▸ Selected excerpt:
☆ ☆ ☆ ☆ ☆
"THE last thing I remembered was being rushed to the hospital. Then I passed out.When I came to I was standing next to my bed and, being a nurse, I started checking temperature and blood pressure. It was only after a while that I noticed I was looking at myself.”

These are the chilling words of former Southampton nurse Heather Sloan, who, after suffering an internal bleed, ended up on the other side of the operating table as a patient.

As she lay there, Mrs Sloan felt herself leaving her body and heading towards a light where hundreds of people were waiting.

“I became aware of my critical situation while going through my life review.

“When I asked the people why I was in this place I was told about losing my baby.

“I didn’t even realise I was pregnant,” she recalled.

“In fact, I had an opportunity to meet this baby before being allowed to return to my physical self. Eventually I felt like I was allowed to return and beganmaking my way back to my body.”

The next thing she remembered was being conscious and surrounded by nurses.

They told her she’d lost her baby, but of course she already knew.

The following day, Mrs Sloan was told she’d had a ruptured ectopic pregnancy, when the pregnancy implants outside womb, and it had caused a significant haemorrhage.

The near-death experience left her in no doubt there is life beyond death.

Conventional science says when a heart stops beating and the patient stops breathing, their brain shuts down and consciousness disappears.

But a new study being led by the University of Southampton will test a different theory: that when the brain stops functioning, the mind can continue to exist.

AWARE – awareness during resuscitation – is the world’s largest ever study of neardeath experiences and will seek to answer one of the great mysteries of life: is the mind separate from the brain? If so, is that proof we have a soul?

“It happened as far as I am concerned, and anyone who has had the same experience will say the same,” Mrs Sloan attested.

Heart attack survivors at Southampton General Hospital are central to the groundbreaking research.

Patients will be asked to describe their experience of dying and being brought back to life. The study will monitor brain activity during cardiac arrest and test the validity of near-death and out-of-body experiences.

The implications for medical science – and possibly our outlook on life – could be monumental, according to Katie Baker, a resuscitation officer at Southampton General Hospital.
☆ ☆ ☆ ☆ ☆
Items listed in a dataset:

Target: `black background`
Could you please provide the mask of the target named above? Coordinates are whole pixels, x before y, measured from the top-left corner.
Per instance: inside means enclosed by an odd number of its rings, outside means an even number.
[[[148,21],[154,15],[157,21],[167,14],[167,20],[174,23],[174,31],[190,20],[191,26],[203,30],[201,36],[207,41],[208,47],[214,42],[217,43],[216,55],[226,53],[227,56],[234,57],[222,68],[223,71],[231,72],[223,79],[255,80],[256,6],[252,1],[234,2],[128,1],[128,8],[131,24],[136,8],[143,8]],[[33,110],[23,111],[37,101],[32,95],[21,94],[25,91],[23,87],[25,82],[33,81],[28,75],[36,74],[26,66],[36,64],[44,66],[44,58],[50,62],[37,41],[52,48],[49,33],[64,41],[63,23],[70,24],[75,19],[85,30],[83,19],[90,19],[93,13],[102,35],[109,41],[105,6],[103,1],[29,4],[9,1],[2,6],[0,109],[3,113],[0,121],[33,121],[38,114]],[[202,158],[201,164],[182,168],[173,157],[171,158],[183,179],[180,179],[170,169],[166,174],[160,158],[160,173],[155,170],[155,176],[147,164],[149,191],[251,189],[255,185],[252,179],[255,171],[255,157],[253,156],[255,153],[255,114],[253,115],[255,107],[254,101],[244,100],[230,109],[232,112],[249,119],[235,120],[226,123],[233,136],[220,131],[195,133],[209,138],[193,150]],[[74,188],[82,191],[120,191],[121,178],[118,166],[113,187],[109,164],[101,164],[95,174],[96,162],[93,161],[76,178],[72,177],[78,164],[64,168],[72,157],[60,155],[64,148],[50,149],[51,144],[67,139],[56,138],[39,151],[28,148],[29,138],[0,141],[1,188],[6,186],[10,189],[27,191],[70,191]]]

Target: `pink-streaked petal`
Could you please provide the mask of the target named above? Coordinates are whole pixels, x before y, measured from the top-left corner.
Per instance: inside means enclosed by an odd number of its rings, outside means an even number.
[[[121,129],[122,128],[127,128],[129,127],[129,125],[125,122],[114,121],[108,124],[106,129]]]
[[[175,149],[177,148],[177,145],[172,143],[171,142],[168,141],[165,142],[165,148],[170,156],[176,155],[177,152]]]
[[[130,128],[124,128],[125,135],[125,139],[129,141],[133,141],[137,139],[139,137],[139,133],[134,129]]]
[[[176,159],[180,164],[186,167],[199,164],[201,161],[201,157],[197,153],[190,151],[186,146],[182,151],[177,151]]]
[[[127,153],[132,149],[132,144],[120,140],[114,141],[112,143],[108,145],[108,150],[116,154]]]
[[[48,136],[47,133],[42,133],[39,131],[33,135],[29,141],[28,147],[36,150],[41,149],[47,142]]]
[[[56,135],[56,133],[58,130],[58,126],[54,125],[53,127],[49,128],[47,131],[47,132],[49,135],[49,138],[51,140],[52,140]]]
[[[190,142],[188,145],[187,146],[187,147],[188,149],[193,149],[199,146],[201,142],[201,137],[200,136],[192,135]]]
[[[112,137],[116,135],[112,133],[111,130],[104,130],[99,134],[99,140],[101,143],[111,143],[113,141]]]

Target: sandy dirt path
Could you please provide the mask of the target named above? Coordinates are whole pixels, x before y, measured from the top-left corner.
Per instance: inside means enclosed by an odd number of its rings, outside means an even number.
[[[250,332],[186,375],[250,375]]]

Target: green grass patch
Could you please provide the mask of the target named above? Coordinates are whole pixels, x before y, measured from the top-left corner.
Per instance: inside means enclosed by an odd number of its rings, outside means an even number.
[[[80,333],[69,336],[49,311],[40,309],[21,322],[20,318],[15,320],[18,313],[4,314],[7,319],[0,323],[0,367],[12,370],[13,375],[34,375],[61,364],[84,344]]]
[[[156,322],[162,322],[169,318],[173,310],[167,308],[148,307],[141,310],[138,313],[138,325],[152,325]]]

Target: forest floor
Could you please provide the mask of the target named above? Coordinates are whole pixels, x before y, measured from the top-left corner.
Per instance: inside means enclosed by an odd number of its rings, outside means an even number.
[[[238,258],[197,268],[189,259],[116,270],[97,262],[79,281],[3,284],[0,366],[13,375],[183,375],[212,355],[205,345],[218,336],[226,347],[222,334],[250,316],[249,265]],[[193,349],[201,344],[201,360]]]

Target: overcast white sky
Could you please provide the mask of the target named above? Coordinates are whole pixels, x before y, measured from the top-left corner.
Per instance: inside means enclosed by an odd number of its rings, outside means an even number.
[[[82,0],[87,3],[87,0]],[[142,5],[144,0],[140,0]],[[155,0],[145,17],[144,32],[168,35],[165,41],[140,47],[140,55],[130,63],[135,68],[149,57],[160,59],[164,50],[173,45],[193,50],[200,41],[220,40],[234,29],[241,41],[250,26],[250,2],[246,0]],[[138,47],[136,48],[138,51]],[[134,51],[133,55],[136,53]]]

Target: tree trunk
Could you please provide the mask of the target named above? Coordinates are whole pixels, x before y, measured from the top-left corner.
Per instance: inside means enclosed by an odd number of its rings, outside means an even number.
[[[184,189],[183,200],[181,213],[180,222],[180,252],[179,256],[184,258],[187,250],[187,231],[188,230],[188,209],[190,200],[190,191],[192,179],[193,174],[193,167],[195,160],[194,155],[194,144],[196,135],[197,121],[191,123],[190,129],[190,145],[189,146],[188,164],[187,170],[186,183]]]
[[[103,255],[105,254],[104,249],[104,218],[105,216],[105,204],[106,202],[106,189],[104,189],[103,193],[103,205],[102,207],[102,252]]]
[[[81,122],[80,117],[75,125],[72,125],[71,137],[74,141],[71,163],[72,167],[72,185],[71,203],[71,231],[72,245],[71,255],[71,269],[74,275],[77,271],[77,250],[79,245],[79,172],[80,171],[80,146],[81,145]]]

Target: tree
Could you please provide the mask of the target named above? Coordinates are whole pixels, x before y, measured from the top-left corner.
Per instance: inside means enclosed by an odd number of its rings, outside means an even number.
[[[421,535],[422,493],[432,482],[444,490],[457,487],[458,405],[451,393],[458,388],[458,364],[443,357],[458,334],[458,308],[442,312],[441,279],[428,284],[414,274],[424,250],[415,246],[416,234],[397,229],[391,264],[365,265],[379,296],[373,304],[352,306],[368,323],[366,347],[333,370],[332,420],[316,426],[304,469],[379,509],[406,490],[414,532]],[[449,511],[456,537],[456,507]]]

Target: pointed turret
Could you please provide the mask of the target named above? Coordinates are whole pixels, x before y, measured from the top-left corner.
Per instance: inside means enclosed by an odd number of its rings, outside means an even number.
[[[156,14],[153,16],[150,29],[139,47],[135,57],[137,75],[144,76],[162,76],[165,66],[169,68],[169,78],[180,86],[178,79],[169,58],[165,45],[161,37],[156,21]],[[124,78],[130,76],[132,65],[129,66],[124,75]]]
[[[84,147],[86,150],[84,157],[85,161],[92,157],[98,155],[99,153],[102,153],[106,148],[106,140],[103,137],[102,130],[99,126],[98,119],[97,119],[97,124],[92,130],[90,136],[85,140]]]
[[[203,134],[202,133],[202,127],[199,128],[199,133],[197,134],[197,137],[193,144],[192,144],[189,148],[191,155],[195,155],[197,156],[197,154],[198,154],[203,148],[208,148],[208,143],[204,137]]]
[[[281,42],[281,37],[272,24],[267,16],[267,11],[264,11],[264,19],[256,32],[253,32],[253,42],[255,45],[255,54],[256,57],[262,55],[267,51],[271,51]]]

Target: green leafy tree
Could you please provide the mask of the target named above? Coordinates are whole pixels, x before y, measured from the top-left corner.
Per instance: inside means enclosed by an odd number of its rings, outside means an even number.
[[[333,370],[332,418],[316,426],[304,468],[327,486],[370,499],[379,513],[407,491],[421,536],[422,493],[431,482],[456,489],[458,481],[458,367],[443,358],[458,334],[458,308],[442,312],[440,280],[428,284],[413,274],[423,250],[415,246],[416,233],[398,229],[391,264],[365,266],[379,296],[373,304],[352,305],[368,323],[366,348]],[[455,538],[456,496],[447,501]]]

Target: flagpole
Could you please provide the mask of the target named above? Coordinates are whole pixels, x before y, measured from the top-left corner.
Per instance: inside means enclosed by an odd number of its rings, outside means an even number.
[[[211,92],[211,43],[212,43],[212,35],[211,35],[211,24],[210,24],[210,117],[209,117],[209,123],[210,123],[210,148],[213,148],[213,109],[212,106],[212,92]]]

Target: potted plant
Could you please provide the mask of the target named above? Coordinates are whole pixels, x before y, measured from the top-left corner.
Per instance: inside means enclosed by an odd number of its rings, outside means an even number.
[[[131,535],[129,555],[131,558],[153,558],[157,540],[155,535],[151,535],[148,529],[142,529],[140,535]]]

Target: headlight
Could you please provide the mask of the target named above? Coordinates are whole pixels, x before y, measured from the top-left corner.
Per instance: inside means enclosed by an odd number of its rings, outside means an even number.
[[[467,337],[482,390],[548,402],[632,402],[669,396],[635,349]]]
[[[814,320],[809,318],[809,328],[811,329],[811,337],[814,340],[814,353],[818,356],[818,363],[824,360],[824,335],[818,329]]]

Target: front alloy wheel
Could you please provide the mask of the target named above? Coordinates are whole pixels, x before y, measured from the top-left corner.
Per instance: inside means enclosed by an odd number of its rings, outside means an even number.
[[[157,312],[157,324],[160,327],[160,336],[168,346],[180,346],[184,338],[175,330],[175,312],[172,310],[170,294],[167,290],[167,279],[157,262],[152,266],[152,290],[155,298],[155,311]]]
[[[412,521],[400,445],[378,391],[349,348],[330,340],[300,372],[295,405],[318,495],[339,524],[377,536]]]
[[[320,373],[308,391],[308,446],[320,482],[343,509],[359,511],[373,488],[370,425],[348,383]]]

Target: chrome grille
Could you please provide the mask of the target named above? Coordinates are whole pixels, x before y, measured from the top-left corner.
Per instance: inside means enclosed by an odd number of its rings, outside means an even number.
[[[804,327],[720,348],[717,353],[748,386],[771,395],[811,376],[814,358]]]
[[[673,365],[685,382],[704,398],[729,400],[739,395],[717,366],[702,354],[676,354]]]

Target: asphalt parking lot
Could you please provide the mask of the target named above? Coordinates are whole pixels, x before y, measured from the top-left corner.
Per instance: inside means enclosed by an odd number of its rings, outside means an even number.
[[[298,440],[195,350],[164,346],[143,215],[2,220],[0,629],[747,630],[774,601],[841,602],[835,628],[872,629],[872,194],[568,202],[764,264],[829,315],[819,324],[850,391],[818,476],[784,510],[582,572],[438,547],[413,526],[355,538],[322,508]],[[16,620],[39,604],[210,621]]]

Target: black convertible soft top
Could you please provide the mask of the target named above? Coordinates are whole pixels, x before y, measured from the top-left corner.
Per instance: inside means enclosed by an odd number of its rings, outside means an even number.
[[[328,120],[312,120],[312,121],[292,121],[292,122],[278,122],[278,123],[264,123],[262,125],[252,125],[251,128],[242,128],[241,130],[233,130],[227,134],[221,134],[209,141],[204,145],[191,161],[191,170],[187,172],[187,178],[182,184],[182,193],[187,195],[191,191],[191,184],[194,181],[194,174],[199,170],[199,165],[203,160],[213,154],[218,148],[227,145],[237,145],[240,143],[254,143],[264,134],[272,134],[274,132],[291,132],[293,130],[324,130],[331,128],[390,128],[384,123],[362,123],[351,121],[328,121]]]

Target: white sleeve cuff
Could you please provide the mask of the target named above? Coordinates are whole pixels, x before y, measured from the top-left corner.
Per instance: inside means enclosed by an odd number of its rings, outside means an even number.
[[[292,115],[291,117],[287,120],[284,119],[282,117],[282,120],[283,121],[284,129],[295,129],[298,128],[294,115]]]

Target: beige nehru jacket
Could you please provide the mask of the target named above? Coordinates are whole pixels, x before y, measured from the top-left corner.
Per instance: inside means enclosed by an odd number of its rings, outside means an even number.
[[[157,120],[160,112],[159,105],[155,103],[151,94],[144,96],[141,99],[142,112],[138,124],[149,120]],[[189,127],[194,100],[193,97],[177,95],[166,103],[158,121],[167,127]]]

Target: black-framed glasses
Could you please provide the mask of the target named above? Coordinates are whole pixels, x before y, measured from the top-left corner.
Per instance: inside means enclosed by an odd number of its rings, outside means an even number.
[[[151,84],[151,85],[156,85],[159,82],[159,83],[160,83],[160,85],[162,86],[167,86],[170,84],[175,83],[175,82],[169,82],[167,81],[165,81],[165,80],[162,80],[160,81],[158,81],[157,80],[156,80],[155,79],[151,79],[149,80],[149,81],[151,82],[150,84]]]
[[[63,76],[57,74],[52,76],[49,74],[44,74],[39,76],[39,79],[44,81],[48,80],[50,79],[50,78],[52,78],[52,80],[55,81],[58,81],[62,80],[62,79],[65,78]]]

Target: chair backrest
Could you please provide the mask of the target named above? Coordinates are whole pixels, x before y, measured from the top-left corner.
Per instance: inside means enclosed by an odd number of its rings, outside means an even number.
☆ ☆ ☆ ☆ ☆
▸ Problem 1: Decide whether each statement agrees with the near-death experience article, answering yes or no and quoting the deciding words. (a) Heather Sloan knew she was pregnant before she was taken to the hospital. (b) The new study is being led by the University of Southampton. (c) Katie Baker works as a resuscitation officer at Southampton General Hospital.
▸ Problem 2: Reproduce everything in the near-death experience article from "AWARE – awareness" down to "Mrs Sloan attested.".

▸ Answer box 1:
(a) No: "I didn’t even realise I was pregnant"
(b) Yes: "a new study being led by the University of Southampton"
(c) Yes: "Katie Baker, a resuscitation officer at Southampton General Hospital"

▸ Answer box 2:
AWARE – awareness during resuscitation – is the world’s largest ever study of neardeath experiences and will seek to answer one of the great mysteries of life: is the mind separate from the brain? If so, is that proof we have a soul?

“It happened as far as I am concerned, and anyone who has had the same experience will say the same,” Mrs Sloan attested.